网页摘录 ->
──────────────────────────────
二十世纪末随着西部大开发的提出,水资源成了制约大开发的瓶颈,黄委已开始着手调查研究西北内陆河的水资源。至二十一世纪初中央编编制委员会下发文件,明确黄委管理范围扩展到整个西北内陆河流域,包含河西走廊的黑河、石羊河和疏勒河和新疆地区的塔里木河以及青海湖水系等,从此黄委重大重大问题课题组加强了这方面的研究,研究成果也不断涌现,目前水利部正在组织编纂中国河湖大典、黄委正在编写西北内陆河志,研究维持黄河与西北内陆河的健康生命,在编纂中引用历史资料时发现古人对黄河源头,有两种不同的说法,有些年轻作者,一时受到困惑,为此,本文作些探索,以理清古人思惟的变化,回顾历史,无疑当有益于今后,顺便求正于同仁。

二、流传千年的河出昆仑之说

古人留下记载河流水系最早的是西汉人桑钦著的《水经》,最详细的注是北魏人郦道元作的《水经注》,郦氏在给《水经》作注时,多数进行实地考察,西域当时是口厌哒属国,在北魏领域之外,他不可能进行实地考察,但他仍然“详考群书”,参考最古老的书是《山海经》,这是中国最早的地理书,成书于战国时期,《山海经》中《五藏山经》是《山海经》中成书最早的部分,记载了100多条河流的名称。最早提到河出昆仑,并记载了许多神话故事。郦道元在《水经注》《河水》卷1卷2中,记载黄河发源于昆仑后接着写到塔里木河,古人称为回疆河流,南流与北流汇合,东注于蒲昌海(今罗布泊),海水潜行地下,南出于积石为中国河。这就是所谓的“重源说”,为什么古人会认为昆仑山是黄河的源头呢?《水经注》卷1《河水》、《经》文“昆仑墟在西北,去嵩高五万里,地之中也。”注文:“《禹本纪》与此同。高诱称,河出昆山,伏流地中万三千里,禹导而通之,出积石山。”《经》“其高万一千里”注文“《山海经》称方八百里,高万仞。《淮南子》称高万一千里百一十四步三尺六寸。”这就是说昆仑的高,比今河源要高得多。实测今河源在今青海玛多县多石峡以上地区海拔在4200米以上,巴颜海喀拉山峰高5226米,昆仑山峰高8611米,这是第一;第二是因为蒲昌海之广,长宽三四百里,冬夏不减,飞乌坠于渊波。见卷2《河水》、《经》“其一源出于阗国南山,北流与葱岭河合,东注蒲昌海”。注文:“《山海经》曰:不周之山,北望诸毗之山,临彼岳崇之山,东望氵幼泽,河水之所潜也,其源浑浑泡泡者也。东至去玉门阳关一千三百里,广袤轮三四百里。其水澄氵亭,冬夏不减,其中洄湍电转,为隐沦之脉,当流之上,飞禽奋翮於霄中者,无不坠於渊波矣。即河水之所潜,而出于积石也。”(1)这么多的水到那里去了呢?古人认为是潜入地下,出于积石的地方流入黄河的。不但是蒲昌海潜入,同时认为弱水流入的居延海,青海湖的水系的水也都是潜入黄河的。见卷2《河水》经文“又东入塞,过敦煌、酒泉、张掖郡南” 注文:“河自蒲昌,有隐沦之证,并间关入塞之始……河水重源,又发于西塞之外,出於积石之山。《山海经》曰:积石之山,其下有石门,河水冒以西南流。”即今河西走廊河湖,也是黄河的上游,又是“重源说”。
──────────────────────────────
任务说明 1 ->
网页摘录中称哪部书是中国最早的地理书？
任务说明 2 ->
把记录从开头起、到含有“xmin=302 ymin=777 xmax=359 ymax=838”的那一行止（两端都算在内）呈现为 Markdown 表格，共两列，分别为“行号”和“内容”，空行略去不计。

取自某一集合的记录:
──────────────────────────────
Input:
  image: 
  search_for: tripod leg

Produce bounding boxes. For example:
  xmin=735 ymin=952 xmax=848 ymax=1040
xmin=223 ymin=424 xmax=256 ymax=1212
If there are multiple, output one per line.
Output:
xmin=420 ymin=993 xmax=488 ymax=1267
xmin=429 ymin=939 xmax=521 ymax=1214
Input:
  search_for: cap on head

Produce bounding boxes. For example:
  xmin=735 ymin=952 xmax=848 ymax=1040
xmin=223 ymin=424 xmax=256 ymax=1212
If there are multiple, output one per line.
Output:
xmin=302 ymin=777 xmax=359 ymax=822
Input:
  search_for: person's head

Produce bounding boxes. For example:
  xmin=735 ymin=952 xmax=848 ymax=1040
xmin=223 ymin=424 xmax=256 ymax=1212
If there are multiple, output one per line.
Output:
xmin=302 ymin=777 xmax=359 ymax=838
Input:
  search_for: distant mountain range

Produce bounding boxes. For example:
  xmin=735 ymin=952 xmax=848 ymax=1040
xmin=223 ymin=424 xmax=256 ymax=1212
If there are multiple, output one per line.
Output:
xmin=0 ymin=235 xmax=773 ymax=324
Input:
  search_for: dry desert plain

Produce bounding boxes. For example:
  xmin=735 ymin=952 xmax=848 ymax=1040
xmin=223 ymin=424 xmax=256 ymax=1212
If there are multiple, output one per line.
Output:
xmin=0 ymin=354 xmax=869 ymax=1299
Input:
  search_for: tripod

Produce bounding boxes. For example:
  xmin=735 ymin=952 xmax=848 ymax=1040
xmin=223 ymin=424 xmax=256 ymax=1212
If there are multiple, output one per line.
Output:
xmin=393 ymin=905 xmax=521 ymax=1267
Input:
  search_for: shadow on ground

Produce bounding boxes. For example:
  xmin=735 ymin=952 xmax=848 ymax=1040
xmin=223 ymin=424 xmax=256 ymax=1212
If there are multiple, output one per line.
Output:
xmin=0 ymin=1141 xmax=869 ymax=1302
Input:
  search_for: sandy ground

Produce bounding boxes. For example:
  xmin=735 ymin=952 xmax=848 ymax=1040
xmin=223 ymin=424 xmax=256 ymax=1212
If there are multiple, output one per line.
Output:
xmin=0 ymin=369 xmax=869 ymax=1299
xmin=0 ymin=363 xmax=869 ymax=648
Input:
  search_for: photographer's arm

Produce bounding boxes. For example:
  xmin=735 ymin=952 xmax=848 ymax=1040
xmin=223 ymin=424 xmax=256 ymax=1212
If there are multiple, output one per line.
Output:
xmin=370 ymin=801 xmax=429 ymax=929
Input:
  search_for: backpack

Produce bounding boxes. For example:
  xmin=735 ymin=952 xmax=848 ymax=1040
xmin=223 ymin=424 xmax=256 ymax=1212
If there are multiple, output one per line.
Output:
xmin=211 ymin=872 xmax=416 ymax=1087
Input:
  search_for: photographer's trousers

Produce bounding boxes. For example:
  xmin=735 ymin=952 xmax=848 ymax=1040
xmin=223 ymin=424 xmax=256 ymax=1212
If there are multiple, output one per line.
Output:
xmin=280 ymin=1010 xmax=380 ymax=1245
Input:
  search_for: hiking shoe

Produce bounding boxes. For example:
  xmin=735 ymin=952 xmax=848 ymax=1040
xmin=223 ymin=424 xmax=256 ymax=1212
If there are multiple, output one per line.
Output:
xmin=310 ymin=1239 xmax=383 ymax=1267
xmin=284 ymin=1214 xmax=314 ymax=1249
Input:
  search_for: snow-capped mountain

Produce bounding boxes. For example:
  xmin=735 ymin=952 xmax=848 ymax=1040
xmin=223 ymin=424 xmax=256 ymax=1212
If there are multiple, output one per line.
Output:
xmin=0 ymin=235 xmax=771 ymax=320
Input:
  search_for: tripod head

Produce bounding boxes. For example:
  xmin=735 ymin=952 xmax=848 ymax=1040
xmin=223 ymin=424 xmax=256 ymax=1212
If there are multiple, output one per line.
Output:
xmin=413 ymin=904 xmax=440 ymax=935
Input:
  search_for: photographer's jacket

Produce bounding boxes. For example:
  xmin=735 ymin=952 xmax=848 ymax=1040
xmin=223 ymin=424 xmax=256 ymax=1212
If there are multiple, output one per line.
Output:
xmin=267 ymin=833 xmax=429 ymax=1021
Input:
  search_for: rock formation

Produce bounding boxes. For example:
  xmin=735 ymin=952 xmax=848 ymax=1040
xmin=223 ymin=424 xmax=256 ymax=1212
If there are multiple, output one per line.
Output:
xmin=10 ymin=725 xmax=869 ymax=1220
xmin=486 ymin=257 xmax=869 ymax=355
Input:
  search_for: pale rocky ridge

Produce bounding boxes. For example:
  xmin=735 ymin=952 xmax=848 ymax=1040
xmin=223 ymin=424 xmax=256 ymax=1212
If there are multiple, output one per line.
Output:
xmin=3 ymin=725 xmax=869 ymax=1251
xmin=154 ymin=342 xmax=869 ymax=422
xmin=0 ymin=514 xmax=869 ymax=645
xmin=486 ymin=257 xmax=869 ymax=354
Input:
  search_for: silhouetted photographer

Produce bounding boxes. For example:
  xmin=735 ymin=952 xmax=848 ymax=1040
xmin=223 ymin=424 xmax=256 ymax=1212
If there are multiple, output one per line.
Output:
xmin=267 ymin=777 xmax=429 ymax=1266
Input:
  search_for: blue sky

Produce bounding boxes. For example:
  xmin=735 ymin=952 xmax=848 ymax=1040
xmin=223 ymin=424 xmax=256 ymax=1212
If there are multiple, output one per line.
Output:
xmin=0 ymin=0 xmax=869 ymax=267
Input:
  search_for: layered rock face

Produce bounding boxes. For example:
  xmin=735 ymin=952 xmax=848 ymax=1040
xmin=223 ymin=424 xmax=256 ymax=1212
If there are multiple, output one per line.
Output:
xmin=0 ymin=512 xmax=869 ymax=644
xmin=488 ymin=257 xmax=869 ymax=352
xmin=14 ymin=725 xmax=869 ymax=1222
──────────────────────────────
练习输出 1 ->
《山海经》。

练习输出 2 ->
| 行号 | 内容 |
|---|---|
| 1 | Input: |
| 2 |   image:  |
| 3 |   search_for: tripod leg |
| 4 | Produce bounding boxes. For example: |
| 5 |   xmin=735 ymin=952 xmax=848 ymax=1040 |
| 6 | xmin=223 ymin=424 xmax=256 ymax=1212 |
| 7 | If there are multiple, output one per line. |
| 8 | Output: |
| 9 | xmin=420 ymin=993 xmax=488 ymax=1267 |
| 10 | xmin=429 ymin=939 xmax=521 ymax=1214 |
| 11 | Input: |
| 12 |   search_for: cap on head |
| 13 | Produce bounding boxes. For example: |
| 14 |   xmin=735 ymin=952 xmax=848 ymax=1040 |
| 15 | xmin=223 ymin=424 xmax=256 ymax=1212 |
| 16 | If there are multiple, output one per line. |
| 17 | Output: |
| 18 | xmin=302 ymin=777 xmax=359 ymax=822 |
| 19 | Input: |
| 20 |   search_for: person's head |
| 21 | Produce bounding boxes. For example: |
| 22 |   xmin=735 ymin=952 xmax=848 ymax=1040 |
| 23 | xmin=223 ymin=424 xmax=256 ymax=1212 |
| 24 | If there are multiple, output one per line. |
| 25 | Output: |
| 26 | xmin=302 ymin=777 xmax=359 ymax=838 |